§ **任务目标**
从包含“Practice step: locate the truck windshield”的那一行起，到包含“x=628, y=312”的那一行止，把这段数据重写一遍，将其中的“asphalt road”改成“gravel road”，其他内容一律不动。

----------

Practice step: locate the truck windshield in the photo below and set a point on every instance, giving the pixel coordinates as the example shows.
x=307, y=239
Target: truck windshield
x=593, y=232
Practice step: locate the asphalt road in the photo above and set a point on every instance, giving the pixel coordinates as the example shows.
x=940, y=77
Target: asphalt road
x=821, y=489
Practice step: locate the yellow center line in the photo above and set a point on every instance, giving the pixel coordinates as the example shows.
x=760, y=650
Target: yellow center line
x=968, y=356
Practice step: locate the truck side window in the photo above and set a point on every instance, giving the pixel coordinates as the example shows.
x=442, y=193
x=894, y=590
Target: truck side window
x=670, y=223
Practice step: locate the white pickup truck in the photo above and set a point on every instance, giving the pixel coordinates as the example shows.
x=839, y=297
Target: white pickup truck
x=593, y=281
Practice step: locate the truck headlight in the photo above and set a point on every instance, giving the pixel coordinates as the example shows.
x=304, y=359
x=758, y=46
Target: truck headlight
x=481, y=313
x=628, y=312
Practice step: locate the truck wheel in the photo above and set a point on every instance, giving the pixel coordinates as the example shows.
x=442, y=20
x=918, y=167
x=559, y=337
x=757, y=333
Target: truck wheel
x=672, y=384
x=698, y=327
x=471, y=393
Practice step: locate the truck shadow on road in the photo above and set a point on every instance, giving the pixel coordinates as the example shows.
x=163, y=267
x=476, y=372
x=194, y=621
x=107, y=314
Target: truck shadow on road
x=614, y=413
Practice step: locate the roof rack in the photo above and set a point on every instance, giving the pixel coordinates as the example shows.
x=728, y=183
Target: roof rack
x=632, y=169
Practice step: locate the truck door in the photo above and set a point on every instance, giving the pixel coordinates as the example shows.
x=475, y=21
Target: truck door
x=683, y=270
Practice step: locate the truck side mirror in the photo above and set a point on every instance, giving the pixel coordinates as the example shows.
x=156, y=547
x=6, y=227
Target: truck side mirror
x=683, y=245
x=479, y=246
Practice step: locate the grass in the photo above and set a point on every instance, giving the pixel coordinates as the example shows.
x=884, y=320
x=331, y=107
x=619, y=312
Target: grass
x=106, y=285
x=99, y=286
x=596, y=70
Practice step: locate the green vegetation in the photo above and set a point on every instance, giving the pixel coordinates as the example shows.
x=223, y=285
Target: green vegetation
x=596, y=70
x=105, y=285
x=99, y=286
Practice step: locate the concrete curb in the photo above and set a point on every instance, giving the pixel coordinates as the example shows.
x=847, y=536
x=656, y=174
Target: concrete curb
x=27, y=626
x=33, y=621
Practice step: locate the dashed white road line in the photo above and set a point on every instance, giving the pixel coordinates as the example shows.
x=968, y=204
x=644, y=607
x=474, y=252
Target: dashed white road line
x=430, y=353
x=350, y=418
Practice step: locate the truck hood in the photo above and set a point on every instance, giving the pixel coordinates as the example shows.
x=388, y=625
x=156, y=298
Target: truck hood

----------

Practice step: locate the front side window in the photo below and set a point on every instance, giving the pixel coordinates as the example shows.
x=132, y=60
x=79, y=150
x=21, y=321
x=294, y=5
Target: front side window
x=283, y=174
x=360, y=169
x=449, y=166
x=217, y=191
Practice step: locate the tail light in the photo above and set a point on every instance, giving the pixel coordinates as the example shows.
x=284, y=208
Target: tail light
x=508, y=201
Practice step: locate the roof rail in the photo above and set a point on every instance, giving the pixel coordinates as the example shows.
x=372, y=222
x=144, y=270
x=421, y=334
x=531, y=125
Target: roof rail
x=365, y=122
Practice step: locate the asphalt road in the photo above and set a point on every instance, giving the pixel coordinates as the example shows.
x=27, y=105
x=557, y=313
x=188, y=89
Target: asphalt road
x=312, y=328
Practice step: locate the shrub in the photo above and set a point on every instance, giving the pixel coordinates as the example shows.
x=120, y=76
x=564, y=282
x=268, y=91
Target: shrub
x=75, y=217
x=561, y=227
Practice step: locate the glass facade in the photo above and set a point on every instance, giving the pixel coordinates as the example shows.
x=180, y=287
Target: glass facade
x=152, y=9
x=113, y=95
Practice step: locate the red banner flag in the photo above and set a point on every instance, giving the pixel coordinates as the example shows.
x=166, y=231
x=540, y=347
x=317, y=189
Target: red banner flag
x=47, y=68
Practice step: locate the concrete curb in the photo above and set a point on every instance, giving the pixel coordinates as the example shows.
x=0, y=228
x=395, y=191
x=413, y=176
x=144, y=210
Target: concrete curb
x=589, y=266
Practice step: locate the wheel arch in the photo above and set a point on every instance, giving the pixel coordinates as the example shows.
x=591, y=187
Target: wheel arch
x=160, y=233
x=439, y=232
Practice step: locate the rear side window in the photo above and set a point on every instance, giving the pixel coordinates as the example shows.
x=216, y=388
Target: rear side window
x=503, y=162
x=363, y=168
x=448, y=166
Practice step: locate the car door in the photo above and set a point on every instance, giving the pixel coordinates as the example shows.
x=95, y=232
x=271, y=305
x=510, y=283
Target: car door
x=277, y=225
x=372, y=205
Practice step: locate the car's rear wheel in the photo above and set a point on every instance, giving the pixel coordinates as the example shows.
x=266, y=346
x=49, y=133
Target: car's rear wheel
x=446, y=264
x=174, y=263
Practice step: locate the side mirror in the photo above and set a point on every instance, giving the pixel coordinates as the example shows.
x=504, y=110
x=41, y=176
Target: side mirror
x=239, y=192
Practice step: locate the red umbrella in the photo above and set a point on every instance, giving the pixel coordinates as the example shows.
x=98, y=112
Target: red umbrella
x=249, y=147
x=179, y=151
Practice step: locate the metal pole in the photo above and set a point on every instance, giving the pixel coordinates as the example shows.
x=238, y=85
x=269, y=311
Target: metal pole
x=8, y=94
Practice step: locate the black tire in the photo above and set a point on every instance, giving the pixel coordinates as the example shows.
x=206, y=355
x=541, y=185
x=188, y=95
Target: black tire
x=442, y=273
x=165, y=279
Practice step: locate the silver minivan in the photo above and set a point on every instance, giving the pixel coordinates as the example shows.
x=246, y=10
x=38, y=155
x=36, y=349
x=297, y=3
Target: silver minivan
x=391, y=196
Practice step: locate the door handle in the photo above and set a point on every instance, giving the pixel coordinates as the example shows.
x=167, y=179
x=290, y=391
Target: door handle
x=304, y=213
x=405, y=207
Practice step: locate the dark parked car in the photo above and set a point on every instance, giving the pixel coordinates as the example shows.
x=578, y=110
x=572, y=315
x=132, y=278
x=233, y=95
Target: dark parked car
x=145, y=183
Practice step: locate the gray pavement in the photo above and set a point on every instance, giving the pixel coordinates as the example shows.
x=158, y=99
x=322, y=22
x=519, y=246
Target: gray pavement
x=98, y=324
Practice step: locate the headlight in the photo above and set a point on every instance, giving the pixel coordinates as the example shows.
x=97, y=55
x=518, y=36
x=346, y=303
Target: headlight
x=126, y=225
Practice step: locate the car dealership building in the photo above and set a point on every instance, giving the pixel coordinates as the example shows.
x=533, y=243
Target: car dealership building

----------

§ **参考答案**
Practice step: locate the truck windshield in the photo below and set a point on every instance, giving the pixel coordinates as the example shows.
x=307, y=239
Target: truck windshield
x=593, y=232
Practice step: locate the gravel road in the photo above and set a point on every instance, giving the pixel coordinates as the example shows.
x=940, y=77
Target: gravel road
x=821, y=489
Practice step: locate the yellow center line in the photo above and set a point on every instance, giving the pixel coordinates as the example shows.
x=760, y=650
Target: yellow center line
x=968, y=356
Practice step: locate the truck side window in the photo above and set a point on every instance, giving the pixel coordinates as the example shows.
x=442, y=193
x=894, y=590
Target: truck side window
x=670, y=223
Practice step: locate the white pickup truck in the photo above and set a point on every instance, giving the pixel coordinates as the example shows.
x=839, y=297
Target: white pickup truck
x=593, y=281
Practice step: locate the truck headlight in the photo above and set a point on every instance, giving the pixel coordinates as the example shows.
x=304, y=359
x=758, y=46
Target: truck headlight
x=481, y=313
x=628, y=312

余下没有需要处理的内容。